▶ [Task brief]: Repeat exactly the lines from the line containing "For every instance of the farm" to the last line of the listing, including both.

▶ [Extracted entries]:

****************

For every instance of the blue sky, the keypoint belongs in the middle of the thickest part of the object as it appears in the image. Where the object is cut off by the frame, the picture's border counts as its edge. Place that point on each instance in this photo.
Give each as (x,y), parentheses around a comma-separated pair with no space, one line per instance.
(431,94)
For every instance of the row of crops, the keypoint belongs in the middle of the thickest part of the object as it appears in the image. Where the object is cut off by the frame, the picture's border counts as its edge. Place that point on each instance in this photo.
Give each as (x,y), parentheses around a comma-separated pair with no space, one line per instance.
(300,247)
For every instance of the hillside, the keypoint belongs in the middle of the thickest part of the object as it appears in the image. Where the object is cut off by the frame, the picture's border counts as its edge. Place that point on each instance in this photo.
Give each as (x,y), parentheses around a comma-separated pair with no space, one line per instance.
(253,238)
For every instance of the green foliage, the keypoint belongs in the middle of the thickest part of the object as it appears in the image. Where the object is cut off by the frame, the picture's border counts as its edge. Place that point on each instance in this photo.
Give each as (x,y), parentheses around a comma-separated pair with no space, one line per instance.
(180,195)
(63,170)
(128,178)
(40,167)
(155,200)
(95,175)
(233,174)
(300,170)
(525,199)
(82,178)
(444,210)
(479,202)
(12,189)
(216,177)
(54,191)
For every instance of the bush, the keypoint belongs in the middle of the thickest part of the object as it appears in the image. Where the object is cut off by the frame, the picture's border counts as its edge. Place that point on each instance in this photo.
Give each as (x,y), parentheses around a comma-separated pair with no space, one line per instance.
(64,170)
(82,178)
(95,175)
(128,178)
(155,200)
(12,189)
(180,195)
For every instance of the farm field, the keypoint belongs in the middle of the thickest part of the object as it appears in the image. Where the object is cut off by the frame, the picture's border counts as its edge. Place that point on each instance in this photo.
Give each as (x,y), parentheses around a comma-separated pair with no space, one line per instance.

****************

▶ [Output of the exercise]:
For every instance of the farm field, the keypoint belongs in the middle of the thickest part of the object as it appears in the image. Where the object is cut off by the frame, the picture's border counts as its edge. Place that point on each instance in this photo.
Give each as (x,y), parentheses around a comma-separated pair with no space, one line per instance.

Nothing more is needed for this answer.